[The request]:
Copy the data word for word from its first line through the line that contains "191 189 L 194", including both of those lines. Leave the pictures out of your copy.

[Records for the task]:
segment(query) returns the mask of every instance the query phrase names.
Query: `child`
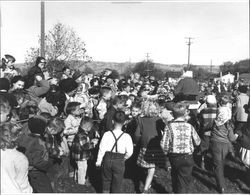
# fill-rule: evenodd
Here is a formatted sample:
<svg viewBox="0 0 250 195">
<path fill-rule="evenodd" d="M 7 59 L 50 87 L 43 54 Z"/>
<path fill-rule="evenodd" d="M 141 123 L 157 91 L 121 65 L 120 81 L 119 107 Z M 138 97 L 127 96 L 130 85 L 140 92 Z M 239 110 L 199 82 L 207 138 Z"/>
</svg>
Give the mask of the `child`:
<svg viewBox="0 0 250 195">
<path fill-rule="evenodd" d="M 191 189 L 194 146 L 200 144 L 200 138 L 186 120 L 188 110 L 185 104 L 176 103 L 173 115 L 174 120 L 166 125 L 160 144 L 169 156 L 173 191 L 184 194 Z"/>
<path fill-rule="evenodd" d="M 44 136 L 49 158 L 53 161 L 53 168 L 49 174 L 53 189 L 59 177 L 69 174 L 69 148 L 63 135 L 64 128 L 64 121 L 59 117 L 54 117 L 48 122 Z"/>
<path fill-rule="evenodd" d="M 198 114 L 200 122 L 200 154 L 201 154 L 201 168 L 205 169 L 205 155 L 209 149 L 211 131 L 217 116 L 217 100 L 214 95 L 206 97 L 206 106 Z"/>
<path fill-rule="evenodd" d="M 64 121 L 65 129 L 64 129 L 64 135 L 67 138 L 67 143 L 69 146 L 69 149 L 71 149 L 72 142 L 75 138 L 75 135 L 78 132 L 78 128 L 80 126 L 81 122 L 81 114 L 82 111 L 80 109 L 81 103 L 79 102 L 69 102 L 66 107 L 66 114 L 68 115 L 67 118 Z M 76 166 L 75 162 L 72 161 L 73 159 L 70 157 L 70 171 L 69 171 L 69 177 L 74 177 L 74 168 Z"/>
<path fill-rule="evenodd" d="M 0 94 L 0 123 L 10 120 L 11 106 L 9 100 Z"/>
<path fill-rule="evenodd" d="M 1 102 L 2 104 L 2 102 Z M 0 125 L 1 193 L 32 193 L 28 180 L 29 161 L 16 150 L 16 140 L 21 128 L 12 123 Z"/>
<path fill-rule="evenodd" d="M 36 193 L 52 193 L 52 186 L 47 175 L 52 163 L 46 148 L 43 135 L 46 121 L 41 116 L 35 116 L 28 121 L 30 134 L 19 140 L 19 147 L 29 160 L 29 181 Z"/>
<path fill-rule="evenodd" d="M 82 111 L 80 109 L 81 103 L 69 102 L 66 107 L 66 114 L 68 115 L 64 121 L 65 129 L 64 134 L 67 136 L 67 142 L 69 147 L 72 145 L 75 135 L 78 132 L 78 128 L 81 122 L 80 115 Z"/>
<path fill-rule="evenodd" d="M 72 158 L 78 167 L 77 182 L 80 185 L 89 184 L 87 179 L 88 159 L 91 157 L 91 150 L 98 143 L 92 127 L 93 121 L 88 117 L 83 118 L 71 147 Z"/>
<path fill-rule="evenodd" d="M 96 107 L 96 110 L 99 114 L 99 119 L 103 119 L 104 115 L 107 112 L 107 109 L 109 107 L 109 100 L 111 99 L 112 91 L 110 87 L 102 87 L 101 88 L 101 98 L 100 101 Z"/>
<path fill-rule="evenodd" d="M 228 139 L 229 130 L 232 128 L 230 125 L 232 111 L 228 107 L 228 102 L 229 98 L 226 95 L 219 99 L 218 114 L 211 133 L 215 178 L 220 193 L 225 191 L 224 161 L 229 153 L 233 153 L 232 144 Z"/>
<path fill-rule="evenodd" d="M 133 154 L 131 137 L 122 132 L 126 121 L 123 111 L 114 115 L 114 129 L 104 133 L 96 161 L 96 166 L 102 166 L 102 191 L 103 193 L 120 193 L 122 189 L 125 160 Z"/>
</svg>

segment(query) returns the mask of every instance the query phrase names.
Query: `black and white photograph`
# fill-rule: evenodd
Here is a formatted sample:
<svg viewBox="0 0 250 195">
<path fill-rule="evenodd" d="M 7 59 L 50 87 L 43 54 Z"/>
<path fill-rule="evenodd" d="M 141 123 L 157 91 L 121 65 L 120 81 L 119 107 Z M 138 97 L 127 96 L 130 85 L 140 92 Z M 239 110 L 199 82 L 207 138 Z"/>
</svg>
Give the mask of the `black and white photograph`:
<svg viewBox="0 0 250 195">
<path fill-rule="evenodd" d="M 249 0 L 1 0 L 1 194 L 249 194 L 249 37 Z"/>
</svg>

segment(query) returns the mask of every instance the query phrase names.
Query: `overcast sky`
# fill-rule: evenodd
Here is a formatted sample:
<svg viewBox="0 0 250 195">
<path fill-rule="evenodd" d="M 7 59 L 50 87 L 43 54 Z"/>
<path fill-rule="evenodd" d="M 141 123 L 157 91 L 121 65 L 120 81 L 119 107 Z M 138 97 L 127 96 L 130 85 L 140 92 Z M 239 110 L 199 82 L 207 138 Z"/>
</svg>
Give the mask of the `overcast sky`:
<svg viewBox="0 0 250 195">
<path fill-rule="evenodd" d="M 1 1 L 1 54 L 24 62 L 38 46 L 40 2 Z M 186 64 L 185 37 L 193 37 L 192 64 L 249 58 L 249 2 L 171 1 L 111 3 L 46 1 L 45 31 L 57 22 L 72 27 L 95 61 Z"/>
</svg>

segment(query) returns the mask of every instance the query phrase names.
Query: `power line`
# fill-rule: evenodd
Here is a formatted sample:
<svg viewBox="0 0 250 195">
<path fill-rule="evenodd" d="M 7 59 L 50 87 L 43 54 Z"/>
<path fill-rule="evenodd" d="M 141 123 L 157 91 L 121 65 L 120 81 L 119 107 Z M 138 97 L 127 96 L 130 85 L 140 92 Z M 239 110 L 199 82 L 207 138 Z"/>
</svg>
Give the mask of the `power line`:
<svg viewBox="0 0 250 195">
<path fill-rule="evenodd" d="M 41 56 L 45 57 L 45 49 L 44 49 L 44 26 L 45 26 L 45 17 L 44 17 L 44 1 L 41 1 Z"/>
</svg>

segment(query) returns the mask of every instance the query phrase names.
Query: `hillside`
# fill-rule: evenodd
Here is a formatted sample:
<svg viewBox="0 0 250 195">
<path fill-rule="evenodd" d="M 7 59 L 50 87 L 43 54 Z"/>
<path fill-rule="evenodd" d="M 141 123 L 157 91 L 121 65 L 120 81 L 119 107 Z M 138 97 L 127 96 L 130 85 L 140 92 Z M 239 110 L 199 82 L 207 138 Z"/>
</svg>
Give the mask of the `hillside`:
<svg viewBox="0 0 250 195">
<path fill-rule="evenodd" d="M 94 62 L 90 62 L 87 63 L 86 66 L 92 68 L 96 73 L 101 72 L 102 70 L 104 70 L 105 68 L 110 68 L 110 69 L 114 69 L 117 70 L 119 73 L 124 73 L 124 71 L 127 70 L 128 67 L 133 68 L 135 66 L 136 63 L 129 63 L 129 62 L 124 62 L 124 63 L 116 63 L 116 62 L 98 62 L 98 61 L 94 61 Z M 210 70 L 210 65 L 192 65 L 193 67 L 199 69 L 204 69 L 204 70 Z M 164 72 L 166 71 L 182 71 L 184 65 L 180 65 L 180 64 L 160 64 L 160 63 L 156 63 L 155 64 L 155 68 L 158 68 L 160 70 L 163 70 Z M 80 70 L 84 69 L 84 67 L 80 68 Z M 212 67 L 212 72 L 213 73 L 219 73 L 219 66 L 213 66 Z"/>
<path fill-rule="evenodd" d="M 124 73 L 126 70 L 131 69 L 135 66 L 136 63 L 130 63 L 130 62 L 123 62 L 123 63 L 117 63 L 117 62 L 100 62 L 100 61 L 93 61 L 86 64 L 82 64 L 81 62 L 78 63 L 74 68 L 79 69 L 80 71 L 83 71 L 86 66 L 90 67 L 95 71 L 96 74 L 102 72 L 106 68 L 117 70 L 119 73 Z M 205 69 L 210 70 L 209 65 L 192 65 L 193 67 L 199 69 Z M 26 72 L 26 69 L 28 66 L 24 63 L 15 64 L 16 68 L 19 68 L 22 70 L 22 72 Z M 180 64 L 160 64 L 155 63 L 155 68 L 162 70 L 163 72 L 167 71 L 175 71 L 179 72 L 182 71 L 184 65 Z M 63 67 L 62 67 L 63 68 Z M 219 66 L 213 66 L 212 67 L 213 73 L 219 73 Z"/>
</svg>

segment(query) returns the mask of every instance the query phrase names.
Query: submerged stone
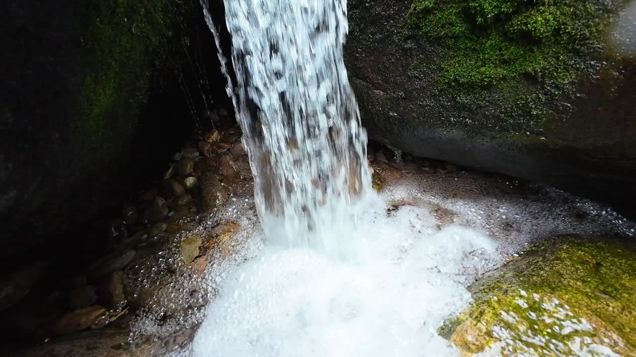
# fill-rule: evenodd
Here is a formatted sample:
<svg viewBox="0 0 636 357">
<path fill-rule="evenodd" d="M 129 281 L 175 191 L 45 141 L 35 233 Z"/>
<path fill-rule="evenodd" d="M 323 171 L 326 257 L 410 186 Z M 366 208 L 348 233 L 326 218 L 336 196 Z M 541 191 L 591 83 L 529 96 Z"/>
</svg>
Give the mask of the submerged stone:
<svg viewBox="0 0 636 357">
<path fill-rule="evenodd" d="M 626 242 L 556 237 L 469 290 L 475 302 L 438 331 L 463 353 L 636 354 L 636 248 Z"/>
</svg>

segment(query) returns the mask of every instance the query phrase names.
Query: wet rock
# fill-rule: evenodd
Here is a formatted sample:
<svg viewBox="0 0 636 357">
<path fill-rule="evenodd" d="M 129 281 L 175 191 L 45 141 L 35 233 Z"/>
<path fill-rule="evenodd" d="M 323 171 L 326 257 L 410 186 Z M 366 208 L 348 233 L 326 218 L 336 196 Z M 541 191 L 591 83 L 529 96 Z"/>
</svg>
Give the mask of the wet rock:
<svg viewBox="0 0 636 357">
<path fill-rule="evenodd" d="M 198 235 L 191 236 L 181 242 L 181 246 L 179 252 L 181 254 L 181 260 L 186 264 L 192 262 L 199 255 L 199 247 L 203 240 Z"/>
<path fill-rule="evenodd" d="M 126 222 L 120 220 L 113 221 L 109 226 L 108 238 L 117 242 L 125 240 L 128 238 Z"/>
<path fill-rule="evenodd" d="M 209 172 L 204 173 L 201 179 L 201 195 L 204 211 L 214 210 L 229 199 L 225 187 L 216 175 Z"/>
<path fill-rule="evenodd" d="M 107 283 L 109 304 L 115 309 L 123 308 L 126 305 L 126 294 L 124 284 L 124 274 L 121 271 L 113 273 Z"/>
<path fill-rule="evenodd" d="M 196 147 L 186 147 L 181 151 L 181 154 L 183 154 L 184 158 L 190 158 L 191 159 L 194 159 L 201 155 Z"/>
<path fill-rule="evenodd" d="M 158 196 L 144 213 L 144 220 L 150 224 L 161 222 L 168 215 L 168 203 L 165 199 Z"/>
<path fill-rule="evenodd" d="M 219 171 L 221 175 L 228 178 L 233 178 L 238 173 L 237 171 L 236 163 L 230 155 L 223 155 L 221 157 L 221 160 L 219 162 Z"/>
<path fill-rule="evenodd" d="M 174 196 L 179 197 L 179 196 L 183 196 L 183 194 L 186 193 L 186 189 L 184 189 L 183 185 L 179 182 L 172 181 L 170 182 L 170 184 L 172 186 L 172 193 L 174 194 Z"/>
<path fill-rule="evenodd" d="M 73 310 L 90 306 L 97 301 L 96 288 L 92 285 L 84 285 L 76 288 L 69 291 L 67 295 L 67 304 Z"/>
<path fill-rule="evenodd" d="M 636 355 L 635 271 L 627 241 L 556 237 L 471 285 L 474 302 L 439 332 L 465 354 L 576 356 L 594 344 Z"/>
<path fill-rule="evenodd" d="M 186 189 L 191 190 L 197 187 L 197 185 L 198 184 L 198 181 L 197 180 L 196 177 L 189 176 L 183 180 L 183 184 L 185 185 Z"/>
<path fill-rule="evenodd" d="M 186 193 L 177 199 L 177 206 L 185 206 L 189 205 L 190 202 L 192 202 L 192 196 L 189 193 Z"/>
<path fill-rule="evenodd" d="M 221 135 L 219 134 L 219 131 L 215 129 L 205 134 L 205 137 L 204 138 L 207 142 L 214 144 L 219 141 L 219 139 L 221 138 Z"/>
<path fill-rule="evenodd" d="M 150 227 L 148 229 L 148 236 L 151 237 L 154 237 L 157 234 L 160 234 L 165 231 L 166 228 L 168 225 L 163 222 L 158 223 Z"/>
<path fill-rule="evenodd" d="M 183 158 L 177 163 L 179 174 L 186 176 L 195 168 L 195 159 L 192 158 Z"/>
<path fill-rule="evenodd" d="M 163 173 L 163 179 L 168 180 L 174 176 L 177 172 L 177 166 L 174 164 L 170 164 L 170 167 Z"/>
<path fill-rule="evenodd" d="M 0 311 L 22 300 L 46 275 L 48 266 L 48 263 L 45 261 L 31 263 L 12 274 L 6 280 L 0 281 Z"/>
<path fill-rule="evenodd" d="M 113 252 L 93 263 L 88 269 L 88 276 L 95 280 L 121 270 L 132 261 L 135 253 L 132 249 Z"/>
<path fill-rule="evenodd" d="M 126 224 L 131 225 L 137 222 L 138 213 L 137 207 L 132 205 L 129 205 L 123 208 L 121 210 L 121 217 Z"/>
<path fill-rule="evenodd" d="M 371 174 L 371 187 L 373 187 L 373 189 L 377 191 L 382 190 L 382 188 L 384 187 L 384 184 L 385 182 L 382 175 L 379 172 L 378 172 L 377 170 L 374 170 L 373 173 Z"/>
<path fill-rule="evenodd" d="M 207 159 L 197 160 L 195 163 L 194 174 L 198 176 L 204 172 L 210 170 L 212 167 L 211 162 L 214 160 L 212 157 Z"/>
<path fill-rule="evenodd" d="M 202 141 L 199 142 L 198 147 L 204 156 L 208 157 L 212 155 L 212 146 L 211 144 Z"/>
<path fill-rule="evenodd" d="M 192 269 L 197 272 L 199 276 L 203 276 L 205 273 L 205 268 L 207 267 L 207 257 L 199 257 L 192 262 Z"/>
<path fill-rule="evenodd" d="M 86 330 L 99 323 L 107 314 L 107 310 L 99 305 L 75 310 L 64 315 L 53 328 L 57 335 L 67 335 Z"/>
<path fill-rule="evenodd" d="M 195 330 L 193 328 L 183 330 L 165 338 L 162 346 L 167 354 L 185 346 L 195 337 Z"/>
<path fill-rule="evenodd" d="M 232 147 L 230 149 L 230 152 L 237 158 L 247 154 L 245 151 L 245 147 L 243 147 L 243 143 L 240 140 L 232 144 Z"/>
</svg>

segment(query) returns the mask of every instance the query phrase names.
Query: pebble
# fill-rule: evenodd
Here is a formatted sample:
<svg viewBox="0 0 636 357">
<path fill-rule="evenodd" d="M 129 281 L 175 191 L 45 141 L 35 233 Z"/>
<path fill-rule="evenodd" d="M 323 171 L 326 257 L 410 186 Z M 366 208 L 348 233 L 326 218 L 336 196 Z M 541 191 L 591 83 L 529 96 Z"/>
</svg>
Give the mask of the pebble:
<svg viewBox="0 0 636 357">
<path fill-rule="evenodd" d="M 175 169 L 174 164 L 170 164 L 170 167 L 168 168 L 168 170 L 167 170 L 165 173 L 163 173 L 163 179 L 167 180 L 170 177 L 174 176 L 175 172 L 176 172 L 176 170 Z"/>
<path fill-rule="evenodd" d="M 236 158 L 245 155 L 245 147 L 243 147 L 243 143 L 239 140 L 233 144 L 232 147 L 230 149 L 230 152 Z"/>
<path fill-rule="evenodd" d="M 215 129 L 205 134 L 205 137 L 204 138 L 206 142 L 210 144 L 213 144 L 219 141 L 219 139 L 221 138 L 221 135 L 219 134 L 219 131 Z"/>
<path fill-rule="evenodd" d="M 113 271 L 121 270 L 132 261 L 136 253 L 132 249 L 113 252 L 93 263 L 88 268 L 88 276 L 91 278 L 91 280 L 95 280 L 103 278 Z"/>
<path fill-rule="evenodd" d="M 183 184 L 186 185 L 186 188 L 190 190 L 196 187 L 198 183 L 197 178 L 193 176 L 188 176 L 183 180 Z"/>
<path fill-rule="evenodd" d="M 144 213 L 144 220 L 148 223 L 158 223 L 168 215 L 168 204 L 161 196 L 157 196 L 148 210 Z"/>
<path fill-rule="evenodd" d="M 46 273 L 48 266 L 46 262 L 36 262 L 0 281 L 0 311 L 10 307 L 29 293 Z"/>
<path fill-rule="evenodd" d="M 195 168 L 195 160 L 192 158 L 183 158 L 177 163 L 179 173 L 185 176 L 192 172 Z"/>
<path fill-rule="evenodd" d="M 60 319 L 53 327 L 53 332 L 57 335 L 67 335 L 86 330 L 103 320 L 107 313 L 99 305 L 75 310 Z"/>
<path fill-rule="evenodd" d="M 227 191 L 211 172 L 205 173 L 201 180 L 201 194 L 205 211 L 225 205 L 229 199 Z"/>
<path fill-rule="evenodd" d="M 198 147 L 204 156 L 209 157 L 212 155 L 212 147 L 210 143 L 204 141 L 199 142 Z"/>
<path fill-rule="evenodd" d="M 172 181 L 171 182 L 172 185 L 172 192 L 174 193 L 174 196 L 183 196 L 186 193 L 186 189 L 183 187 L 183 185 L 176 181 Z"/>
<path fill-rule="evenodd" d="M 148 236 L 150 237 L 154 237 L 155 236 L 163 233 L 165 231 L 165 229 L 167 228 L 167 227 L 168 225 L 165 223 L 158 223 L 151 227 L 150 229 L 148 229 Z"/>
<path fill-rule="evenodd" d="M 199 255 L 199 247 L 203 240 L 198 235 L 191 236 L 181 242 L 180 252 L 181 260 L 186 264 L 192 262 Z"/>
<path fill-rule="evenodd" d="M 192 201 L 192 196 L 186 193 L 177 199 L 177 206 L 185 206 Z"/>
<path fill-rule="evenodd" d="M 191 159 L 200 156 L 198 150 L 196 147 L 186 147 L 181 151 L 181 154 L 183 154 L 184 158 L 190 158 Z"/>
</svg>

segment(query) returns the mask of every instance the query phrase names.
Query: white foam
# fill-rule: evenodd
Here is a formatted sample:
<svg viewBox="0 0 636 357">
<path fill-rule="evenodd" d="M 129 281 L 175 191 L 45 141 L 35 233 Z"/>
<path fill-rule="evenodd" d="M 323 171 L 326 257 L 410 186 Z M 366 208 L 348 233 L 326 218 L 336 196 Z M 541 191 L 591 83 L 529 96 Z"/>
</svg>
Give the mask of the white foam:
<svg viewBox="0 0 636 357">
<path fill-rule="evenodd" d="M 384 208 L 375 203 L 349 237 L 354 259 L 269 248 L 235 271 L 208 307 L 194 355 L 458 355 L 436 330 L 499 262 L 496 243 L 458 226 L 438 231 L 421 208 L 391 217 Z"/>
</svg>

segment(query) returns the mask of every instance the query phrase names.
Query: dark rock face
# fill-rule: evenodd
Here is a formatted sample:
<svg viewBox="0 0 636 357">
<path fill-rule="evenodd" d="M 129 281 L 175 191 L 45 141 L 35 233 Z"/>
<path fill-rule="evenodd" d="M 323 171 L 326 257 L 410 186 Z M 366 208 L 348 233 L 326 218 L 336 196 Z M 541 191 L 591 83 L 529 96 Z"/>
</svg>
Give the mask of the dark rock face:
<svg viewBox="0 0 636 357">
<path fill-rule="evenodd" d="M 409 29 L 413 3 L 349 3 L 345 59 L 370 138 L 633 212 L 625 198 L 636 194 L 636 60 L 592 43 L 591 54 L 576 58 L 584 68 L 572 71 L 574 79 L 558 94 L 546 94 L 536 72 L 478 90 L 461 83 L 449 88 L 444 71 L 453 58 L 444 44 L 452 43 Z M 534 112 L 519 101 L 527 97 L 545 100 Z M 511 111 L 516 108 L 524 110 Z"/>
<path fill-rule="evenodd" d="M 27 0 L 3 6 L 0 257 L 66 237 L 115 209 L 190 133 L 193 107 L 216 94 L 193 86 L 201 95 L 186 98 L 183 88 L 218 79 L 195 81 L 191 69 L 204 63 L 208 76 L 221 76 L 194 4 Z M 188 42 L 192 34 L 202 51 Z M 195 65 L 186 62 L 188 52 Z"/>
</svg>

[Task output]:
segment(query) returns the mask of every instance the query phrase names.
Query: `child`
# fill-rule: evenodd
Here is a formatted sample:
<svg viewBox="0 0 250 195">
<path fill-rule="evenodd" d="M 7 59 L 50 87 L 43 54 Z"/>
<path fill-rule="evenodd" d="M 141 123 L 157 91 L 121 65 L 120 81 L 119 107 Z M 138 97 L 127 96 L 130 85 L 140 92 Z M 239 110 L 199 82 L 207 138 Z"/>
</svg>
Give the mask of the `child`:
<svg viewBox="0 0 250 195">
<path fill-rule="evenodd" d="M 191 189 L 194 146 L 200 144 L 200 138 L 186 120 L 188 110 L 185 104 L 176 103 L 173 115 L 174 120 L 166 125 L 160 144 L 169 156 L 173 191 L 184 194 Z"/>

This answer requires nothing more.